[Start of Attachment]
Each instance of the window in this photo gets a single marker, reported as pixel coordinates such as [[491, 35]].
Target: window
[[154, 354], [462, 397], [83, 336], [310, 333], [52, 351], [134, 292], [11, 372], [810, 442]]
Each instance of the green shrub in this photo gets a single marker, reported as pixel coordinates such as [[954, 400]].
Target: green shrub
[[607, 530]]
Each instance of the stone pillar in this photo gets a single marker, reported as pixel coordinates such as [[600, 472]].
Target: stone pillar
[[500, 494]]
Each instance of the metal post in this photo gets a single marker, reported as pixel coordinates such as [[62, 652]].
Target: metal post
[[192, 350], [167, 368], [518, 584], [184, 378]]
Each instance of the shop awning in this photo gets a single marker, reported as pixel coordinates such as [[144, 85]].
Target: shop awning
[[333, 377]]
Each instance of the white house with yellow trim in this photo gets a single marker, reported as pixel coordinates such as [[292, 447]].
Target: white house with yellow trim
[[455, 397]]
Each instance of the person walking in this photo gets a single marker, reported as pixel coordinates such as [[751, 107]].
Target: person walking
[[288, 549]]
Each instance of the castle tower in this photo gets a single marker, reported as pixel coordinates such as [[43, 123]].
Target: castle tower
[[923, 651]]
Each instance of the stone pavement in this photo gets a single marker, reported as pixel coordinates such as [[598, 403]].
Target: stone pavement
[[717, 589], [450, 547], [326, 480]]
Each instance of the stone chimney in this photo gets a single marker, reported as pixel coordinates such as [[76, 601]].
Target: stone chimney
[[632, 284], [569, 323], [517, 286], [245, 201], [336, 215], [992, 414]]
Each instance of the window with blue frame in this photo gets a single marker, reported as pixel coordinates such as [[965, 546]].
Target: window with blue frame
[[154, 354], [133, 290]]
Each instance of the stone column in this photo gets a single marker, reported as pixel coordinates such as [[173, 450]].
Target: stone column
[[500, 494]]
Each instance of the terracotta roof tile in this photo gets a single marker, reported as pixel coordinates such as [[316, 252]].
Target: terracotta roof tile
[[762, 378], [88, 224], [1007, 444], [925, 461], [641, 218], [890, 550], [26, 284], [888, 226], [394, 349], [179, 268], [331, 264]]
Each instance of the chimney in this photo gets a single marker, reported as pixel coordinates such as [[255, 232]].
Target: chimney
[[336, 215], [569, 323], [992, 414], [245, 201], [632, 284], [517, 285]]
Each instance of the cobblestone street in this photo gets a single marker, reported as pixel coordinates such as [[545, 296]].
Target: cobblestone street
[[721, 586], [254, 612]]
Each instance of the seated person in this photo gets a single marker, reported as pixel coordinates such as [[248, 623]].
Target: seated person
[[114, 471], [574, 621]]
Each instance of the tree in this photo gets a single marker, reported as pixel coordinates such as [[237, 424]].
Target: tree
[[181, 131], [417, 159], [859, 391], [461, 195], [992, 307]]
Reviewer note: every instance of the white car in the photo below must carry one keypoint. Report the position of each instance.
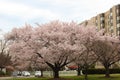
(37, 73)
(25, 73)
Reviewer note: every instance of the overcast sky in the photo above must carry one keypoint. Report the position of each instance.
(16, 13)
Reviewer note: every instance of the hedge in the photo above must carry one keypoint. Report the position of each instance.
(101, 71)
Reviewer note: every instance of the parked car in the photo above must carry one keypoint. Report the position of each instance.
(25, 73)
(37, 73)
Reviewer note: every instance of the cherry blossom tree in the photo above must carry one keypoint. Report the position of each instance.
(107, 49)
(5, 57)
(53, 42)
(86, 57)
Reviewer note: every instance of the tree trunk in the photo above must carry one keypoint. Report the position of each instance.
(56, 73)
(107, 73)
(41, 73)
(86, 73)
(79, 71)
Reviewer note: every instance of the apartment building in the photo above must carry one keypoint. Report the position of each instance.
(109, 20)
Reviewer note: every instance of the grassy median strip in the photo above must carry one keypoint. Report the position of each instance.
(90, 77)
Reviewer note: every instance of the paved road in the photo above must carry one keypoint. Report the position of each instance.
(5, 78)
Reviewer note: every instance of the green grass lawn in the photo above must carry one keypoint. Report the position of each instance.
(90, 77)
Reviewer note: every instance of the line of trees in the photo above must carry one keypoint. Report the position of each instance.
(58, 44)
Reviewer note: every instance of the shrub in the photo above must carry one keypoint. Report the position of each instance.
(2, 73)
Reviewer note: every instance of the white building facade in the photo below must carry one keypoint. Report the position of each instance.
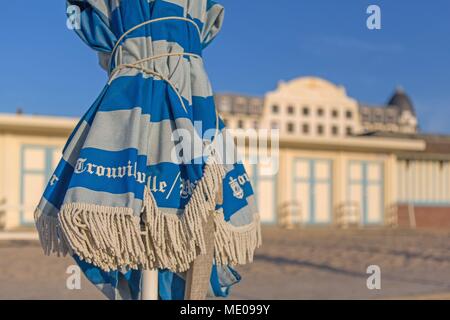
(340, 162)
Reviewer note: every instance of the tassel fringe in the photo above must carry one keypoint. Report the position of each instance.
(50, 235)
(112, 238)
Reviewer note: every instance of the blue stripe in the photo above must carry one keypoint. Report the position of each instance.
(157, 99)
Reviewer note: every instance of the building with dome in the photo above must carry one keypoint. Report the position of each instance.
(340, 162)
(344, 162)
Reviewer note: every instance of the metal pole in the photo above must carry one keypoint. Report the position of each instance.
(149, 285)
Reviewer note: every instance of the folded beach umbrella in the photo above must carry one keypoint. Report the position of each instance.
(149, 162)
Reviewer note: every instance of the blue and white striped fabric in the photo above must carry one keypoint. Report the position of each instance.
(125, 196)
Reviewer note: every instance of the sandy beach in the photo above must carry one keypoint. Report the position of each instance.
(292, 264)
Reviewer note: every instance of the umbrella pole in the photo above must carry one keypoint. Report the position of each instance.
(149, 285)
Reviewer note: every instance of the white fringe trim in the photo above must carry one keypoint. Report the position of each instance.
(108, 237)
(50, 235)
(113, 238)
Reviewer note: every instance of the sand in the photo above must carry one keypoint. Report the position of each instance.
(293, 264)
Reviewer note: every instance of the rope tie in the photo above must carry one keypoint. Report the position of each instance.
(137, 64)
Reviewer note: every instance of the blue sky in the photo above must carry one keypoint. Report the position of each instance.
(46, 69)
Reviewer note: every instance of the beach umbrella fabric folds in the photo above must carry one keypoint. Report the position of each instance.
(133, 189)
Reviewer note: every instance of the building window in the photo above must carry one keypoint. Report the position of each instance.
(290, 127)
(320, 112)
(290, 110)
(320, 129)
(275, 108)
(349, 131)
(305, 128)
(335, 130)
(349, 114)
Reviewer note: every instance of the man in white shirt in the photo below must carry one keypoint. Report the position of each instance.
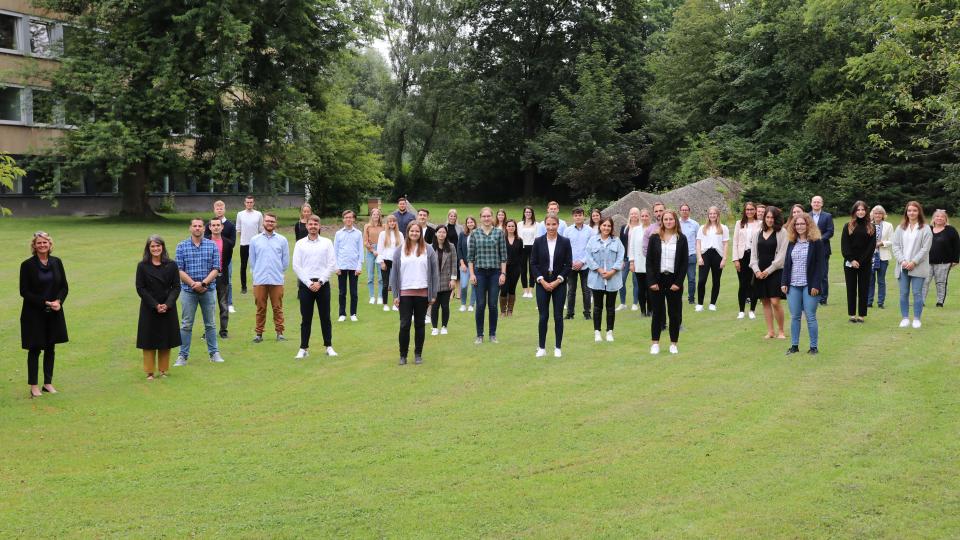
(314, 262)
(249, 224)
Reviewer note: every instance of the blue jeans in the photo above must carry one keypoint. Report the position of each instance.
(878, 280)
(188, 305)
(487, 289)
(908, 282)
(801, 303)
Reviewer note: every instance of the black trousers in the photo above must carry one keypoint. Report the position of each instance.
(572, 291)
(598, 299)
(33, 365)
(412, 309)
(858, 282)
(745, 277)
(442, 304)
(308, 299)
(544, 299)
(244, 256)
(345, 277)
(666, 303)
(711, 265)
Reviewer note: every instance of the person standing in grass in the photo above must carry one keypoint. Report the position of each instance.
(857, 244)
(711, 253)
(43, 286)
(488, 270)
(447, 261)
(604, 259)
(944, 255)
(158, 285)
(911, 247)
(666, 269)
(198, 260)
(415, 276)
(269, 258)
(766, 262)
(388, 241)
(314, 262)
(801, 279)
(348, 245)
(550, 262)
(371, 233)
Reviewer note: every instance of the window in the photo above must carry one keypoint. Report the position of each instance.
(10, 107)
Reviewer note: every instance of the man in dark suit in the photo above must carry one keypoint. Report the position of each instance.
(824, 222)
(551, 260)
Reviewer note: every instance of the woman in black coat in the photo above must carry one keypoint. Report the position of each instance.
(158, 284)
(43, 286)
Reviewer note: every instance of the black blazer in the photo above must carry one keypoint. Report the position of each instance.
(816, 265)
(654, 249)
(540, 258)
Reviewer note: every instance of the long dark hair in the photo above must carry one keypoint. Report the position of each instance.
(155, 239)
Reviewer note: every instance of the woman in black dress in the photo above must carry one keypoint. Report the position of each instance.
(158, 284)
(43, 286)
(766, 261)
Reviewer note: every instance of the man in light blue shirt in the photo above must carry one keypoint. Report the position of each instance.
(579, 235)
(689, 229)
(269, 257)
(348, 247)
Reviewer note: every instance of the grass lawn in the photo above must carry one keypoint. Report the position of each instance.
(727, 439)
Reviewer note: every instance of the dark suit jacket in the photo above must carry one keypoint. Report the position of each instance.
(816, 265)
(654, 250)
(540, 258)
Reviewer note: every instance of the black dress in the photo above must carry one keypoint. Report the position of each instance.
(41, 327)
(768, 287)
(158, 285)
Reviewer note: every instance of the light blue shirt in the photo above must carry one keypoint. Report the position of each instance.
(348, 246)
(269, 257)
(608, 255)
(578, 241)
(690, 228)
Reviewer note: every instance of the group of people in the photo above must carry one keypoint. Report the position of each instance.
(776, 256)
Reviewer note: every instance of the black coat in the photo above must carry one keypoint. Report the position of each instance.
(40, 328)
(158, 285)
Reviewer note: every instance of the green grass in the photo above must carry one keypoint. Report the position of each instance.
(728, 439)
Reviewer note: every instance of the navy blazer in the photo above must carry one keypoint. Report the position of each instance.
(816, 265)
(540, 258)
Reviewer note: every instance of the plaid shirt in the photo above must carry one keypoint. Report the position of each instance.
(488, 250)
(198, 261)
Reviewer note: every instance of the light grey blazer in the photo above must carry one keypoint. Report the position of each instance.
(433, 281)
(920, 255)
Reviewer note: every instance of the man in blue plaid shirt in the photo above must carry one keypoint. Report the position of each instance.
(199, 261)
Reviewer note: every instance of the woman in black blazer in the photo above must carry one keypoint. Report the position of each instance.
(43, 286)
(667, 256)
(158, 284)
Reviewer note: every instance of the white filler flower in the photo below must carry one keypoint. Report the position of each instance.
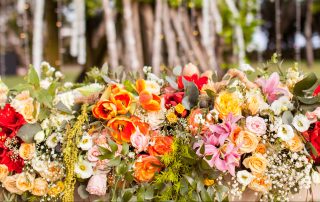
(244, 177)
(301, 123)
(285, 132)
(83, 169)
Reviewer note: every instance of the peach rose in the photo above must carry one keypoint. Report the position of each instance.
(97, 185)
(10, 184)
(146, 167)
(122, 100)
(160, 145)
(104, 110)
(295, 144)
(261, 148)
(122, 129)
(257, 163)
(247, 141)
(40, 187)
(260, 184)
(25, 181)
(27, 151)
(25, 105)
(3, 172)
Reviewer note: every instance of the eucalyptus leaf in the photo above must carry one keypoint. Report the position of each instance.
(305, 84)
(28, 131)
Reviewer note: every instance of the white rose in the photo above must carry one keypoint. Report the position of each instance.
(285, 132)
(244, 177)
(39, 137)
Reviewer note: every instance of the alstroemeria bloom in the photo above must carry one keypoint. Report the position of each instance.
(222, 131)
(271, 88)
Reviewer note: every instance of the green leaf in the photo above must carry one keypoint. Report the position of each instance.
(287, 117)
(114, 162)
(113, 145)
(125, 148)
(172, 82)
(177, 71)
(129, 86)
(304, 84)
(33, 77)
(28, 131)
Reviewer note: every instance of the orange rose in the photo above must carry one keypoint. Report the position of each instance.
(121, 129)
(160, 145)
(149, 102)
(146, 167)
(143, 126)
(26, 151)
(122, 100)
(105, 110)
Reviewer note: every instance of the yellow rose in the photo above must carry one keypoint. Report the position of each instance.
(26, 151)
(259, 184)
(295, 144)
(10, 184)
(40, 187)
(3, 172)
(226, 103)
(25, 181)
(56, 189)
(257, 163)
(247, 141)
(25, 105)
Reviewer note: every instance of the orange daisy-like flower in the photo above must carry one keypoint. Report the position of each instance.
(121, 129)
(104, 110)
(146, 167)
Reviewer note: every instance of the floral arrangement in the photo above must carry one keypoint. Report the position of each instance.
(183, 136)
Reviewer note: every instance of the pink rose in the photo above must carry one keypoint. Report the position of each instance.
(139, 141)
(97, 185)
(256, 125)
(93, 154)
(314, 115)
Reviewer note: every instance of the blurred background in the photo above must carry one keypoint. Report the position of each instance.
(75, 35)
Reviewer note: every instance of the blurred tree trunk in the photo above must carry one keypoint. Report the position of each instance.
(278, 26)
(111, 35)
(308, 34)
(51, 48)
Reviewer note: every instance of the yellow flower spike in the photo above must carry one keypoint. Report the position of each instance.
(171, 117)
(208, 182)
(179, 108)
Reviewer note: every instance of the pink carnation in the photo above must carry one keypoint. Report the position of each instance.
(139, 141)
(97, 185)
(256, 124)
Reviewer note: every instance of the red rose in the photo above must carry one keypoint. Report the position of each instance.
(12, 160)
(10, 120)
(313, 136)
(198, 81)
(316, 91)
(172, 99)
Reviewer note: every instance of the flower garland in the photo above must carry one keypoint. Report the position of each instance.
(70, 153)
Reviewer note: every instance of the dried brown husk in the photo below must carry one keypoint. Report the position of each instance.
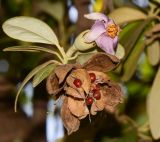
(101, 62)
(70, 122)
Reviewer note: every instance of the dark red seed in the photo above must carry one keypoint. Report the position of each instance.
(89, 100)
(92, 77)
(97, 94)
(97, 87)
(77, 83)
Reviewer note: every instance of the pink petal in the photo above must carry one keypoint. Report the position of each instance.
(115, 42)
(96, 16)
(106, 43)
(97, 29)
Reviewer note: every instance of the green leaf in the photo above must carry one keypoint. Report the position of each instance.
(126, 14)
(127, 39)
(42, 74)
(83, 57)
(153, 52)
(29, 29)
(131, 62)
(153, 106)
(56, 9)
(28, 77)
(32, 49)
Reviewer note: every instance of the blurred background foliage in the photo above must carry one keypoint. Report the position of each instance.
(136, 120)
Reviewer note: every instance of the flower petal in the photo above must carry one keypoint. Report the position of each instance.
(115, 42)
(106, 44)
(97, 29)
(96, 16)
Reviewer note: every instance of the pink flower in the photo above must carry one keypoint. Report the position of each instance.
(104, 32)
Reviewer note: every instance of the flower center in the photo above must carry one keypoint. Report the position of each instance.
(112, 30)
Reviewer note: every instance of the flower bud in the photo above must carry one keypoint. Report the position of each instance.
[End of Attachment]
» **WORK INSTRUCTIONS**
With the line holding "Each instance of the castle" as the first and the line holding "Each instance of the stone chimney" as the last, set down that range of the entries above exactly, and nothing else.

» **SOLUTION TO THIS PROBLEM**
Each instance of the castle tower in this photo gets a single marker, reported as pixel coordinates such as [[43, 123]].
Target: castle tower
[[923, 651]]
Each instance of the stone pavement in this photo gets a single marker, reported as pixel coordinates such as [[598, 403]].
Target: stone pavement
[[717, 589], [450, 547], [326, 480]]
Each instance of the stone chimney in this photo gets a single marker, reported as pixel coordinates such as [[76, 601]].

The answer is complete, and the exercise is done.